Document section:
:::
Thread: Inserting 'large' amounts of data

Inserting 'large' amounts of data

From
Mario Splivalo
Date:
I have a web application which allows users to upload a lot of phone
numbers. I need to store those numbers to a database. Usualy, one would
upload around 70k-100k of records, totaling around 2 MB in size.

I'm using tomcat as an application server, and JDBC to connect to pg8.3
database.

I will have around 20-50 concurent users in peek hours, and even that is
quite overestimated.

I could create the temporary file on the filesystem where database
cluster is located and then execute COPY mytable FROM
'/tmp/upload-data/uuidofsomesort.csv' WITH CSV', but the 'problem' is
that database server and tomcat reside on different physical machines.

What would one recommend as the best way to insert those data?

    Mario

Re: Inserting 'large' amounts of data

From
John R Pierce
Date:
Mario Splivalo wrote:
> I have a web application which allows users to upload a lot of phone
> numbers. I need to store those numbers to a database. Usualy, one would
> upload around 70k-100k of records, totaling around 2 MB in size.
>
> ...
> t would one recommend as the best way to insert those data?
>


I believe you can use org.postgresql.copy.CopyIn() ...  there are
variants that use a writeToCopy() call to send the data, or a
java.io.InputStream, or a java.io.Reader ...



Re: Inserting 'large' amounts of data

From
Maciek Sakrejda
Date:
Right. As of the 8.4 release, you have a jdbc API to the postgresql
COPY functionality. Cast your Connection to a PGConnection and call
.getCopyAPI(). You can then use the CopyManager[1] to copy data in
from your tomcat servlet.

[1] http://jdbc.postgresql.org/documentation/publicapi/org/postgresql/copy/CopyManager.html

--
Maciek Sakrejda | Software Engineer | Truviso
(650) 242-3500 Main
(650) 242-3501 F
msakrejda@truviso.com
www.truviso.com

Re: Inserting 'large' amounts of data

From
dmp
Date:
>
>
>I have a web application which allows users to upload a lot of phone
>numbers. I need to store those numbers to a database. Usualy, one would
>upload around 70k-100k of records, totaling around 2 MB in size.
>
>I'm using tomcat as an application server, and JDBC to connect to pg8.3
>database.
>
>I will have around 20-50 concurent users in peek hours, and even that is
>quite overestimated.
>
>I could create the temporary file on the filesystem where database
>cluster is located and then execute COPY mytable FROM
>'/tmp/upload-data/uuidofsomesort.csv' WITH CSV', but the 'problem' is
>that database server and tomcat reside on different physical machines.
:::
Raw records:

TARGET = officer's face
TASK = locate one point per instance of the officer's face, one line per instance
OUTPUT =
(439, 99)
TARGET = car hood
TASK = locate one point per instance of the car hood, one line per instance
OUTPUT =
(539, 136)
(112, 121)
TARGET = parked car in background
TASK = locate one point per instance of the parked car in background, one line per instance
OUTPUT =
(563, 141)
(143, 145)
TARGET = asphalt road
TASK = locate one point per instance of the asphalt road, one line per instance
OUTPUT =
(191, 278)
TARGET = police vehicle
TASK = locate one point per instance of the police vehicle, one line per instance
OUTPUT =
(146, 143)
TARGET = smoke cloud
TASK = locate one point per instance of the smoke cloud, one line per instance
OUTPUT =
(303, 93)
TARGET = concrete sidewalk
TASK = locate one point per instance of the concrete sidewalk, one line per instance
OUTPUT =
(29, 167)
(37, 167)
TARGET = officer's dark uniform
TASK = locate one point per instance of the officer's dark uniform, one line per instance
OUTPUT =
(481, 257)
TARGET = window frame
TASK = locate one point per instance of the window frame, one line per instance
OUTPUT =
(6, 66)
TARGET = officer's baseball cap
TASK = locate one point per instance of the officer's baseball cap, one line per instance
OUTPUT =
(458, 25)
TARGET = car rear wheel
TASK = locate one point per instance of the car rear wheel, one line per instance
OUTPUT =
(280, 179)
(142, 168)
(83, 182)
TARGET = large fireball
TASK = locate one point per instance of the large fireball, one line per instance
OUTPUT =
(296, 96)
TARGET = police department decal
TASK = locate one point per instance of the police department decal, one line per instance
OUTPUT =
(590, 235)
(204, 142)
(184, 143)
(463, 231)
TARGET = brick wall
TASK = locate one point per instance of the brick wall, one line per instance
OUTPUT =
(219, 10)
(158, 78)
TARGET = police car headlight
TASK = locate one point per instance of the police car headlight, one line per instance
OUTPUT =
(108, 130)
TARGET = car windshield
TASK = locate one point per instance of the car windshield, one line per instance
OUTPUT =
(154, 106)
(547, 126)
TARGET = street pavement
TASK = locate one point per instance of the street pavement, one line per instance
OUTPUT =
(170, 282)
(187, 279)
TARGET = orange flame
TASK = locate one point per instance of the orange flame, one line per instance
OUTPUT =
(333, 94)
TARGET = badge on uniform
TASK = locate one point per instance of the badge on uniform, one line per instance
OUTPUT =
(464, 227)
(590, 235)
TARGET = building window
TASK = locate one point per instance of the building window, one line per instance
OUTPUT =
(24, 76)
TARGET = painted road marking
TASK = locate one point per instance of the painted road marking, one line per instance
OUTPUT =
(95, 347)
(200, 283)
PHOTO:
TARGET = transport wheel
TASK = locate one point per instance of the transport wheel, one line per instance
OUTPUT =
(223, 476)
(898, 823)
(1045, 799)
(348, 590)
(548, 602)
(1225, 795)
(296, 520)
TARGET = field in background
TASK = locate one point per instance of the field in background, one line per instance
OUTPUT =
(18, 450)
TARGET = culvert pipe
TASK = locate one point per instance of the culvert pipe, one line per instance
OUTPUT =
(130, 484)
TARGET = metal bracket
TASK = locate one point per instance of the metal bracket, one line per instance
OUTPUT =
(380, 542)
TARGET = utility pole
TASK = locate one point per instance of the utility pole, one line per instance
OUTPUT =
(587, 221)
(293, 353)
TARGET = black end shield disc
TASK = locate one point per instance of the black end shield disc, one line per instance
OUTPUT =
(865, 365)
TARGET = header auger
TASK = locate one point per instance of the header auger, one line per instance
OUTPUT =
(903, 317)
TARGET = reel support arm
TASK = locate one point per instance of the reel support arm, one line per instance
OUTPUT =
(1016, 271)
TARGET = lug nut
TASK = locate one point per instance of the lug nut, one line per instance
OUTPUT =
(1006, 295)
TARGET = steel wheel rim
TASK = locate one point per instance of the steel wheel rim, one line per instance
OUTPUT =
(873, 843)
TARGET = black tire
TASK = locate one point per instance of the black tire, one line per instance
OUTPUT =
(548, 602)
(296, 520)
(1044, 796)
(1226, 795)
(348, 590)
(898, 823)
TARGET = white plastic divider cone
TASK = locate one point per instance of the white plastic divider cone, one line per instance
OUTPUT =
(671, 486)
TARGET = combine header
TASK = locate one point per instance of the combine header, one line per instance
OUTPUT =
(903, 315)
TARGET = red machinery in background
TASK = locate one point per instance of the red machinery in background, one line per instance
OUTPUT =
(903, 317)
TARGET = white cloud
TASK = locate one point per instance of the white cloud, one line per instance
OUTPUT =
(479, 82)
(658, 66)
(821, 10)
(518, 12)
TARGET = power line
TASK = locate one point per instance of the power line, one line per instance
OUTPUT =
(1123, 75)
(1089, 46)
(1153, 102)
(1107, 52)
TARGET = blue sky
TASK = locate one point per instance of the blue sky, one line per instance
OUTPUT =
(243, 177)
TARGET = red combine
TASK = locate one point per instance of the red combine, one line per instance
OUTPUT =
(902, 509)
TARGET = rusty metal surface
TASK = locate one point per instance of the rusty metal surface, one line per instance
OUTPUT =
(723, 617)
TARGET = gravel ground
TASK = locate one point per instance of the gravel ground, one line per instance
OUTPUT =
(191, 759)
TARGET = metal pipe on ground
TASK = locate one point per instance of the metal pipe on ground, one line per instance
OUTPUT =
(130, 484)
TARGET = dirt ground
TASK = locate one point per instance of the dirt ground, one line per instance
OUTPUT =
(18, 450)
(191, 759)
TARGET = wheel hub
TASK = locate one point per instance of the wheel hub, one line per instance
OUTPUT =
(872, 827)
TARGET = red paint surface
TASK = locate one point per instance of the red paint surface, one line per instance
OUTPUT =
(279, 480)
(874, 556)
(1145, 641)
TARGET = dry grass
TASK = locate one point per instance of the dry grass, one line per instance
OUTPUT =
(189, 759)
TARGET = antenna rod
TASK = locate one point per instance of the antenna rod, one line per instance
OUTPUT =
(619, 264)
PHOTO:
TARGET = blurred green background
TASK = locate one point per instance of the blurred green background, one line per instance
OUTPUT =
:::
Given request A: In the thread on inserting large amounts of data, how big does Mario Splivalo say a typical upload is?
Given request B: Please write the next part of the thread on inserting large amounts of data, starting after its final line.
The rows have nothing to do with the thread on inserting large amounts of data.

Task result A: About 70k-100k records, totaling around 2 MB.

Task result B:
>
>What would one recommend as the best way to insert those data?
>
>    Mario
>
Hello Mario,
If the users already have the data in CSV format why not let them do it
via the
app. server? The connection can be made across machines if setup properly.

http://dandymadeproductions.com/projects/MyJSQLView/docs/javadocs/index.html
CSVDataImportThread.java

This class could be used as a basis, with some work. I have a bug with
data that has
semicolons, could be more robust also, but could be used for a start.

John wrote:

> I believe you can use org.postgresql.copy.CopyIn() ...  there are
> variants that use a writeToCopy() call to send the data, or a
> java.io.InputStream, or a java.io.Reader ...

This sounds a lot cleaner.

danap.

Re: Inserting 'large' amounts of data

From
Mario Splivalo
Date:
John R Pierce wrote:
> Mario Splivalo wrote:
>> I have a web application which allows users to upload a lot of phone
>> numbers. I need to store those numbers to a database. Usualy, one would
>> upload around 70k-100k of records, totaling around 2 MB in size.
>>
>> ...
>> t would one recommend as the best way to insert those data?
>
> I believe you can use org.postgresql.copy.CopyIn() ...  there are
> variants that use a writeToCopy() call to send the data, or a
> java.io.InputStream, or a java.io.Reader ...

Yes, I gues this is the way to go. I'll have to upgrade to 8.4, but
somehow I'd like to wait for a month or so before making the switch.

Thank you all.


    Mike

Re: Inserting 'large' amounts of data

From
Kris Jurka
Date:

On Thu, 27 Aug 2009, Mario Splivalo wrote:

> Yes, I gues this is the way to go. I'll have to upgrade to 8.4, but somehow
> I'd like to wait for a month or so before making the switch.
>

You only need the 8.4 JDBC driver, not a 8.4 server.  Copy support should
work for all 7.4 and later servers.

Kris Jurka

Re: Inserting 'large' amounts of data

From
John R Pierce
Date:
Kris Jurka wrote:
>
>
> On Thu, 27 Aug 2009, Mario Splivalo wrote:
>
>> Yes, I gues this is the way to go. I'll have to upgrade to 8.4, but
>> somehow I'd like to wait for a month or so before making the switch.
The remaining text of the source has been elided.